• **EXERCISE BRIEF**: Write the next part of the Salk Institute news item mourning Paul Farmer, picking up after its final sentence.

• **DOCUMENT TEXT**:

»»

February 24, 2022

Salk Institute mourns the passing of Paul Farmer, champion of global health equity

Salk Institute pays tribute to noted humanitarian and inaugural Salk Medal winner

Salk News


Salk Institute mourns the passing of Paul Farmer, champion of global health equity

Salk Institute pays tribute to noted humanitarian and inaugural Salk Medal winner

LA JOLLA—The Salk Institute mourns the loss of Paul Farmer, MD, PhD, a champion of global health equity and recipient of the inaugural Salk Institute Medal for Health and Humanity in 2005 (now known as the Salk Medal for Public Service). Farmer died in his sleep in Rwanda on February 21. He was co-founder and chief strategist of Partners In Health, an international non-profit organization that provides health care, infrastructure and advocacy for the communities that need it most. He was also professor of medicine at Harvard Medical School and chief of the Division of Global Health Equity at Brigham and Women’s Hospital.

Paul Farmer
Paul Farmer accepting the inaugural Salk Institute Medal for Health and Humanity in 2005.
Click here for a high-resolution image.
Credit: Salk Institute

In the resource-poor settings of Haiti, Rwanda and elsewhere, Farmer and Partners In Health established community-based health systems that deliver high-quality care for hundreds of thousands of people; built schools, sanitation and water systems; vaccinated children; reduced the rates of HIV transmission; and treated people with drug-resistant strains of tuberculosis. Through his work, writings and advocacy, Farmer helped raise awareness of health, human rights and the consequences of social inequality.

Farmer received the Salk Medal for dedicating his life to improving the treatment of diseases that disproportionately affect the world’s poor and underserved.

««

• **INFORMATION GIVEN**:
»»

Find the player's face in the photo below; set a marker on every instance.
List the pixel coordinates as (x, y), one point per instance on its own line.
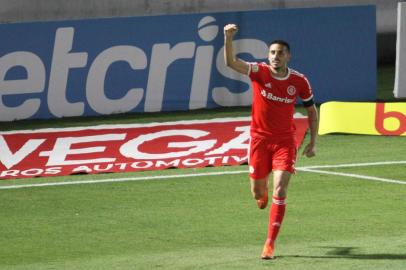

««
»»

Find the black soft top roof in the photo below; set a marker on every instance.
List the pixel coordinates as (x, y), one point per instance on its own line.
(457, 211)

««

• **ANSWER TO THE EXERCISE**:
“Like so many around the world, we are deeply saddened by Paul Farmer’s passing,” says Salk President Rusty Gage. “He was a trailblazer and an advocate, and he showed us through his actions how to change the world for the better.”

In addition to authoring multiple books, Farmer was a member of the American Academy of Arts and Sciences, Institute of Medicine and National Academy of Sciences. He received many awards and recognitions throughout his career, including the 2018 Public Welfare Medal from the National Academy of Sciences and the 2021 Berggruen Prize, awarded annually to an influential thought leader. Farmer’s accomplishments are described in the popular book, Mountains Beyond Mountains: The Quest of Dr. Paul Farmer, a Man Who Would Cure the World, by Tracy Kidder.

“This is very sad news—he did so much good for humanity and had more to do,” says Salk Professor Tony Hunter. “The 2005 Salk Medal was one of his earliest awards, and I sat across from him at the award ceremony and dinner. He said how much it meant to him because Jonas Salk’s philosophy had been that everyone should benefit from the polio vaccine.”

“One cannot say enough about the humanity of Paul Farmer and the legacy he leaves,” says Salk Professor Martyn Goulding. In reading Mountains Beyond Mountains, I was struck by how his humble beginnings shaped his humanity and dedication to social justice.”